■ Excerpt provided ■

◆ ◆ ◆ ◆ ◆

Background Knowledge

Deep Belief Neural Networks

Composed of unsupervised networks like Restricted Boltzmann

Machines (RBMs)

RBMs are two layer networks, each layer is trained and then its weights are freezed
Output from one RBM layer is input to the next

Denoising AutoEncoders

Trained to predict original uncorrupted data (will receive corruppted data)
- classic example is noising MINST data

Generating signatures for malware files

Run each malware file in a sandbox and obtain the log file
Parse the log and convert it into a binary bit string (1-gram) -> this is input to the neural network
Train a DAE by training one layer at a time
Test to see how well signatures represent malware using a supervised classification technique

When getting the 1-grams, remove the logs that appear in every single file (does not reveal any new information)
Select the top 200,000 unigrams
For the DAE, noise is added, and then provided to the model as input -> noise here represents any variations to the malware files
1800 malware files (1200 for train, 600 for test), Kaspersky was used for ground truth labels
30 unique signatures were generated for these files
Trained SVM and KNN leading to pretty good accuracy; a Neural Network was also trained for the classification leading to an event greater accuracy

Discussion

Where in the pipeline would we put this?
- Since we need to make use of dynamic analysis here, this would be placed at the end of the pipeline, just after the malware detector
- likely would be utilized for files that are not scored with high confidence as malware since it is VERY expensive to run dynamic analysis compared to static analysis
Why not use signatures for both static features and dynamic features?
- Dynamic analysis shows you what is actually happening when you execute a file - obviously you will not be running this on a user's machine
Is this approach about generalization?

◆ ◆ ◆ ◆ ◆

■ Extracted records ■
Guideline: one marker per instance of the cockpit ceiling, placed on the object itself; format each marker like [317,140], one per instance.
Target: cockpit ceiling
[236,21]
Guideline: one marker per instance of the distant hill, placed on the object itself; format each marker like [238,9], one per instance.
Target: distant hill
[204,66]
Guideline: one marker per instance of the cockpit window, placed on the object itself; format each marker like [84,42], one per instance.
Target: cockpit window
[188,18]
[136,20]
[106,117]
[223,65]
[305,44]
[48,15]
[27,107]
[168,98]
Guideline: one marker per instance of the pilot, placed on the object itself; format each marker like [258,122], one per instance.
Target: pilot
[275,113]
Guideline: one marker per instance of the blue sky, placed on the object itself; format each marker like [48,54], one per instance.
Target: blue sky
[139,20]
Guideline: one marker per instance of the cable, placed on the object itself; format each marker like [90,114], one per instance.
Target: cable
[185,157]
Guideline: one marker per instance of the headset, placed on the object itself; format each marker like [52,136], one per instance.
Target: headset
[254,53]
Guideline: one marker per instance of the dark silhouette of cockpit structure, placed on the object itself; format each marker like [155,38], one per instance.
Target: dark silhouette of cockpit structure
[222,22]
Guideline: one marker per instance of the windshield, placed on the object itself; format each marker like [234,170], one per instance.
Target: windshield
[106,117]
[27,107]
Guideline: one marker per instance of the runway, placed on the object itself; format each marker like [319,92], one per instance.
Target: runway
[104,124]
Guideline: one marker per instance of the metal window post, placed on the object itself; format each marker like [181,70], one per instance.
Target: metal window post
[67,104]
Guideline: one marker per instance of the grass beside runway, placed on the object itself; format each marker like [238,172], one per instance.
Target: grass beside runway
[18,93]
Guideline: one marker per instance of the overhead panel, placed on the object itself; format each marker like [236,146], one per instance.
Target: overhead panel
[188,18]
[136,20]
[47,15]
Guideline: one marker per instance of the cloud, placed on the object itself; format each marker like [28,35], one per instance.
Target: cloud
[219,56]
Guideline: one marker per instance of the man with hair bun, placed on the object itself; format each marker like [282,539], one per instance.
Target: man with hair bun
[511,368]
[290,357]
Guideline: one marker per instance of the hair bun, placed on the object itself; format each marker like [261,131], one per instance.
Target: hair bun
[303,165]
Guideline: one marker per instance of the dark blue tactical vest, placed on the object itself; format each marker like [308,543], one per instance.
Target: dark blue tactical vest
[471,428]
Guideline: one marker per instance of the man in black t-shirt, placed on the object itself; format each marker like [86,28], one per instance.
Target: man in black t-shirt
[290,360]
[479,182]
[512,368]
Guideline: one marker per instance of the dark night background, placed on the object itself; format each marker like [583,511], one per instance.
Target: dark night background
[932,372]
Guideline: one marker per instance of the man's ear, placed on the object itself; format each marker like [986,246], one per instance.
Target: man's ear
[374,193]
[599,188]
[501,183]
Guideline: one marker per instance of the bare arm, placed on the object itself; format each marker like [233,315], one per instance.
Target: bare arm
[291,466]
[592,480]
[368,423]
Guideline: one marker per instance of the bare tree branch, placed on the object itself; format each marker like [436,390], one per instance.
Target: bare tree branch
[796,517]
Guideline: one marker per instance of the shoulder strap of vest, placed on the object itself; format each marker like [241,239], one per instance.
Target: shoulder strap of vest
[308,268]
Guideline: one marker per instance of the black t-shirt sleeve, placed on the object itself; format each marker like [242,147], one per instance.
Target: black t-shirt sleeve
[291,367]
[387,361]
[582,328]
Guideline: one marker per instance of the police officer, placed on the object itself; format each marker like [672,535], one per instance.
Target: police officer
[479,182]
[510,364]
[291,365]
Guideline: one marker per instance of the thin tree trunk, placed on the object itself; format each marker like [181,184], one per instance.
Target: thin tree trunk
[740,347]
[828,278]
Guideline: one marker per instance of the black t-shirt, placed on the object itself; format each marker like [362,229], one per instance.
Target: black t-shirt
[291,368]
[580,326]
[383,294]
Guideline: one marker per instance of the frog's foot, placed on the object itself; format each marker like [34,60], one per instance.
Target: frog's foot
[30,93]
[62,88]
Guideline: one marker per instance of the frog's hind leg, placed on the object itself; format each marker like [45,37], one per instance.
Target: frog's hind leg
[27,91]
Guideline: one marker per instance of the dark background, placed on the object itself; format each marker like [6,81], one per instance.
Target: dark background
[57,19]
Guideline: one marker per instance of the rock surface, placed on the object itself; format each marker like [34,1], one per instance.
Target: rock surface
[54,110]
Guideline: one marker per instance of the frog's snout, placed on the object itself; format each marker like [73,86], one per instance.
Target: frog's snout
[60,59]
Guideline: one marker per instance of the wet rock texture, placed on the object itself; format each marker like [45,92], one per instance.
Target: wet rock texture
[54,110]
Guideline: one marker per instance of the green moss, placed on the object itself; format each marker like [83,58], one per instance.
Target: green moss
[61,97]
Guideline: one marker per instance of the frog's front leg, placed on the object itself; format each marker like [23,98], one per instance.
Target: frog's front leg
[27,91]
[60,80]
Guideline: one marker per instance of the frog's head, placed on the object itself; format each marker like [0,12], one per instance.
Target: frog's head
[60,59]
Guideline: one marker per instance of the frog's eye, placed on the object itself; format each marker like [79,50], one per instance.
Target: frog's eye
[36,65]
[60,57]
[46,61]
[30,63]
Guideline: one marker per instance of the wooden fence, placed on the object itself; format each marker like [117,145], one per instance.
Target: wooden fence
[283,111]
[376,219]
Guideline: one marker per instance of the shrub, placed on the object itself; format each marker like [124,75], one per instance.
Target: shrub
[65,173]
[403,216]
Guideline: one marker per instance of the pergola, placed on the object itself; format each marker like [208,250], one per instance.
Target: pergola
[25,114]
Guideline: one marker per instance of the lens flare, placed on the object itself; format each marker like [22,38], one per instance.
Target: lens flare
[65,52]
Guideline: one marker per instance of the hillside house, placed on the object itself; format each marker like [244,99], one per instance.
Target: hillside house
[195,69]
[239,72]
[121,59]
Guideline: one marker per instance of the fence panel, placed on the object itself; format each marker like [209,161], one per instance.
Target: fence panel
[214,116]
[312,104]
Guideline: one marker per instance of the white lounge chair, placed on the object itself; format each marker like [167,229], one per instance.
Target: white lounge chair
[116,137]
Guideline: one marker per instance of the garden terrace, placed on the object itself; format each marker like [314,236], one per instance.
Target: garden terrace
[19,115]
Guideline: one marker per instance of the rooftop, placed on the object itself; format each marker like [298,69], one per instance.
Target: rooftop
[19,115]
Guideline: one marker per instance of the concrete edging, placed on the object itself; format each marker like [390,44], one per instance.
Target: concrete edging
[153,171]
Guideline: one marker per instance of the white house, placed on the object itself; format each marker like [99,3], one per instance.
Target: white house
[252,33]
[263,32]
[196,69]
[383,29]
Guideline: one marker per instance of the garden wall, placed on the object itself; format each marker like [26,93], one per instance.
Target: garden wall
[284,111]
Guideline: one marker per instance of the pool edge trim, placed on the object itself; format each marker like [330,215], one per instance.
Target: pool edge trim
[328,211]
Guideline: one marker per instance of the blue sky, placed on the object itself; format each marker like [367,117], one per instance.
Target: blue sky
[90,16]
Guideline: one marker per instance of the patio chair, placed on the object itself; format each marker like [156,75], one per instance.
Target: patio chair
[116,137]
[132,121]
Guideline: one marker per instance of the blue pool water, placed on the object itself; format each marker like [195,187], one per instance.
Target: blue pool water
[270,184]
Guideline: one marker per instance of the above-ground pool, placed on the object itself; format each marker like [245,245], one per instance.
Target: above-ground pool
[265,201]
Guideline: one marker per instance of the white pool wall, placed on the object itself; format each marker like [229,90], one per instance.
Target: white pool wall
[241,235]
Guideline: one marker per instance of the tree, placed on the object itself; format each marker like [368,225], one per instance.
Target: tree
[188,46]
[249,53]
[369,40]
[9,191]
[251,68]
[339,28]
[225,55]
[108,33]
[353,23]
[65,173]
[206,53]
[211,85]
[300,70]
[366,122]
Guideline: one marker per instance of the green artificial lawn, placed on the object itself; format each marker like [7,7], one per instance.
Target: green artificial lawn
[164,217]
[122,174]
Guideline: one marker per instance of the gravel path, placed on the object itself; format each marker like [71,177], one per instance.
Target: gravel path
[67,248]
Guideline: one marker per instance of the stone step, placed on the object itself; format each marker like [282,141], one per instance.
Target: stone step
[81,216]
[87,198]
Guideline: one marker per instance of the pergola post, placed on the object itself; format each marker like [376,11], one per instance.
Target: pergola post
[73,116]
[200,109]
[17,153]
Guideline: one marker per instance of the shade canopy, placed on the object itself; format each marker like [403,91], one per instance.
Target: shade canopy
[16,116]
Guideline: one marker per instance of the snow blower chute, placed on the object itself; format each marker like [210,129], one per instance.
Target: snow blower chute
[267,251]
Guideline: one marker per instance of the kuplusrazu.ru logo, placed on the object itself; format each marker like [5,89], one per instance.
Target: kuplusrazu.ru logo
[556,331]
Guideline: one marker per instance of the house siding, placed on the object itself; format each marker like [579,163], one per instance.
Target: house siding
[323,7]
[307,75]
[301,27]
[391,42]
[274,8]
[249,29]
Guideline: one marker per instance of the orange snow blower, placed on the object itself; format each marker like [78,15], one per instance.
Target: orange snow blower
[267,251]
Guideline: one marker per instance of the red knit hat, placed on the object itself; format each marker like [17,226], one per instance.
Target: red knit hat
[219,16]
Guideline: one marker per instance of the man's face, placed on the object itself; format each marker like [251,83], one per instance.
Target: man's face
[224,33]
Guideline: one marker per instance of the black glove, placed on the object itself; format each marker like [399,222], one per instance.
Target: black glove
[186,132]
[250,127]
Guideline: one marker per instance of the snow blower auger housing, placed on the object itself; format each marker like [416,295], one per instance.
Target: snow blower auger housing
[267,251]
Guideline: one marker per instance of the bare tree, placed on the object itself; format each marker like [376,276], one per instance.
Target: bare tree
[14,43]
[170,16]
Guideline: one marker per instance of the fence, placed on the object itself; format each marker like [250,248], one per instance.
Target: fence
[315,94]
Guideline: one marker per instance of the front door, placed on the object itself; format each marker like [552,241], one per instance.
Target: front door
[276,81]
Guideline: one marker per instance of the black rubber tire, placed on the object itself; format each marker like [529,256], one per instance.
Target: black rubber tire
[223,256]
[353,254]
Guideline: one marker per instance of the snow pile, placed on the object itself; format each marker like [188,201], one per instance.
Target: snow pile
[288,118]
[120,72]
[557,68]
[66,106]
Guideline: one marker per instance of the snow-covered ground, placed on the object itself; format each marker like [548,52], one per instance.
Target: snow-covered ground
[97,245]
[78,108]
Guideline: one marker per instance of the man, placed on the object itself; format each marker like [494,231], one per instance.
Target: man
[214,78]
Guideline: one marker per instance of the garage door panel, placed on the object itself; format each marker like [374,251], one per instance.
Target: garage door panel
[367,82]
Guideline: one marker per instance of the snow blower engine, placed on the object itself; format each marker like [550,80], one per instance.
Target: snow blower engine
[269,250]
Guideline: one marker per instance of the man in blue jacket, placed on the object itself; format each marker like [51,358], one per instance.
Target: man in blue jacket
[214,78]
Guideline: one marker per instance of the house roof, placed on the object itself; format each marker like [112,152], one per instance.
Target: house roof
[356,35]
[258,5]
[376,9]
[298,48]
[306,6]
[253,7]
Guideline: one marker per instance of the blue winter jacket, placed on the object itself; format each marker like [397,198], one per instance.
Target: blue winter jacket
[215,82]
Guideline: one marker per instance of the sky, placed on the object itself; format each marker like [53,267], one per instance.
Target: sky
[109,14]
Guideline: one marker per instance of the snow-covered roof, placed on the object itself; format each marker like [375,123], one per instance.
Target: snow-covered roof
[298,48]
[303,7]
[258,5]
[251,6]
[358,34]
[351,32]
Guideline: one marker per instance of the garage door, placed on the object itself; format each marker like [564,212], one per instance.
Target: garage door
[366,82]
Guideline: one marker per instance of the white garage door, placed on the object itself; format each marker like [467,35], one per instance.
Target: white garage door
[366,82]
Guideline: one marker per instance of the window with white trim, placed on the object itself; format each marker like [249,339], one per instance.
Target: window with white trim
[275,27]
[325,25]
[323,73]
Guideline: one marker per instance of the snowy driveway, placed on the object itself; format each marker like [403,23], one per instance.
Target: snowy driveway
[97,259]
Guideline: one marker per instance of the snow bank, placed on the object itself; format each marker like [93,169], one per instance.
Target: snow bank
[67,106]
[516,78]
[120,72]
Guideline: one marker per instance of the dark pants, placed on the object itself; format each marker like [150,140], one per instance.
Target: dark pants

◆ ◆ ◆ ◆ ◆

■ What to work on ■
a) From the malware signature notes, list the steps given under "Generating signatures for malware files," in order.
b) Output the part of the malware signature notes that opens with the words containing "Where in the" and closes with "approach about generalization?".

■ Final results ■
a)
1. Run each malware file in a sandbox and obtain the log file
2. Parse the log and convert it into a binary bit string (1-gram) -> this is input to the neural network
3. Train a DAE by training one layer at a time
4. Test to see how well signatures represent malware using a supervised classification technique

b)
Where in the pipeline would we put this?
- Since we need to make use of dynamic analysis here, this would be placed at the end of the pipeline, just after the malware detector
- likely would be utilized for files that are not scored with high confidence as malware since it is VERY expensive to run dynamic analysis compared to static analysis
Why not use signatures for both static features and dynamic features?
- Dynamic analysis shows you what is actually happening when you execute a file - obviously you will not be running this on a user's machine
Is this approach about generalization?